— start of Page excerpt —
As part of our pedagogic training in the Pardes Educators Program (PEP), we are required to teach a 35-minute lesson to our colleagues. We can choose to imagine them as a group of potential day school students or as they are, i.e. as adult learners in Pardes.
 
A few weeks ago, it was my turn to teach one of these sessions. I decided that I wanted to try teaching my peers some knowledge and skills that I had acquired during my year-and-a-bit studying Talmud at Pardes and from a text-study program I had attended this summer in New York at Yeshivat Chovevei Torah (YCT).
 
After speaking with my teaching coach, I thought it would be worthwhile to spend the session exploring and modeling some techniques for studying Talmud, ones that have been especially helpful for me in my own learning. For me, studying Talmud is one of the most humbling experiences, but it need not be frustrating and agonizing. And so, just as my teachers at Pardes and in YCT had demonstrated strategies that would later decrease my initial feelings of detachment from and peculiarity regarding the discussions of the Talmud, I felt excited and in some sense responsible to share these ‘access tools’ with my colleagues.
— end of Page excerpt —
# Exercise instructions:
- A) In the account of teaching a Talmud lesson, how long is the lesson each participant must teach to colleagues?
- B) Name every program or institution mentioned in the account of teaching a Talmud lesson.
- C) Write the next part of the account of teaching a Talmud lesson, picking up after its last sentence.
— start of Record extracts —
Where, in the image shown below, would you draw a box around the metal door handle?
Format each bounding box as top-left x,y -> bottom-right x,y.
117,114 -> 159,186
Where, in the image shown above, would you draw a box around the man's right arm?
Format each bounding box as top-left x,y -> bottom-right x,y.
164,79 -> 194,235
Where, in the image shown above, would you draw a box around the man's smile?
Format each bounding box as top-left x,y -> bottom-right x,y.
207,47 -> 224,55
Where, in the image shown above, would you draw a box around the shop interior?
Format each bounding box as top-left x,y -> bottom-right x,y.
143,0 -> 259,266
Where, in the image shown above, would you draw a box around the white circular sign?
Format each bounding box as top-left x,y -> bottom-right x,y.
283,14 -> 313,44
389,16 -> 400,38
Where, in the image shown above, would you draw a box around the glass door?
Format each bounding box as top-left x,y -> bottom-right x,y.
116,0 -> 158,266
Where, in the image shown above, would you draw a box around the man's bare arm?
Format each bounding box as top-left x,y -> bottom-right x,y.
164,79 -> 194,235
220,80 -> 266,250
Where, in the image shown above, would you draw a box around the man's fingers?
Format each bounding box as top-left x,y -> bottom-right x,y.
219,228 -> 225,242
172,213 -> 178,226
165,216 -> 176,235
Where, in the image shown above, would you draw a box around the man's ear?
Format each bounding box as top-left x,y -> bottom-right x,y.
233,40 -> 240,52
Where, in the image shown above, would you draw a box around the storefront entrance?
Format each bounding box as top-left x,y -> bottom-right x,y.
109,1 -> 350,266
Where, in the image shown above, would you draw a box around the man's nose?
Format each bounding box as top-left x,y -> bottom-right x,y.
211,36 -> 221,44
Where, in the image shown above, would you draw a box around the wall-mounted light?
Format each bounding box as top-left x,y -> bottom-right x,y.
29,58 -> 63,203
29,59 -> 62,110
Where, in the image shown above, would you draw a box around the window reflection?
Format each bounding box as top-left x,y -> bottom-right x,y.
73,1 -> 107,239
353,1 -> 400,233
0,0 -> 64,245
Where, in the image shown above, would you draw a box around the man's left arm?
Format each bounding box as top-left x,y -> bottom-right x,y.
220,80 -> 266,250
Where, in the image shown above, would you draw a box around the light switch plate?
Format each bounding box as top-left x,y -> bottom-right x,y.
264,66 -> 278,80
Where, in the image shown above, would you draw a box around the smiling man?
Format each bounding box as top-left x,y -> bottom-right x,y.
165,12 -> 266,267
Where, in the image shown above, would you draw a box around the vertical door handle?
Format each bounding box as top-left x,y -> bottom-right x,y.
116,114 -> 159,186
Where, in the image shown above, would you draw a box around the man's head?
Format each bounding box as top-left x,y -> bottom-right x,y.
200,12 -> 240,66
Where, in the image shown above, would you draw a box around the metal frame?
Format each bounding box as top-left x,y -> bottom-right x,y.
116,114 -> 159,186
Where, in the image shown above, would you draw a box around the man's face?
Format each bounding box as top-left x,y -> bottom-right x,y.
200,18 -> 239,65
— end of Record extracts —
# Answers to each task:
- A) 35 minutes.

- B) Pardes Educators Program (PEP), Pardes, Yeshivat Chovevei Torah (YCT)

- C)
Reflecting on this session a few weeks later, I am struck by the significance of this teaching experience. This lesson seems, in some way, to sum up my (and likely PEP’s) overarching mission: PAY IT FORWARD. 
 
What do I mean by that? To my mind, Jewish Education is not simply about transmitting knowledge, values and/or skills to our students. Rather, in this ‘sacred work’ we are striving to transmit knowledge and tools so that members of our community can not only access the teachings of our Sages but also be in dialogue with them. Looking to the future, I hope that in some way I am able to be a conduit of our Mesora (Jewish Tradition), enabling my students to see themselves as both informed and involved ‘links in the chain’ of our heritage, grasping unto their predecessors and yet reaching out to their successors.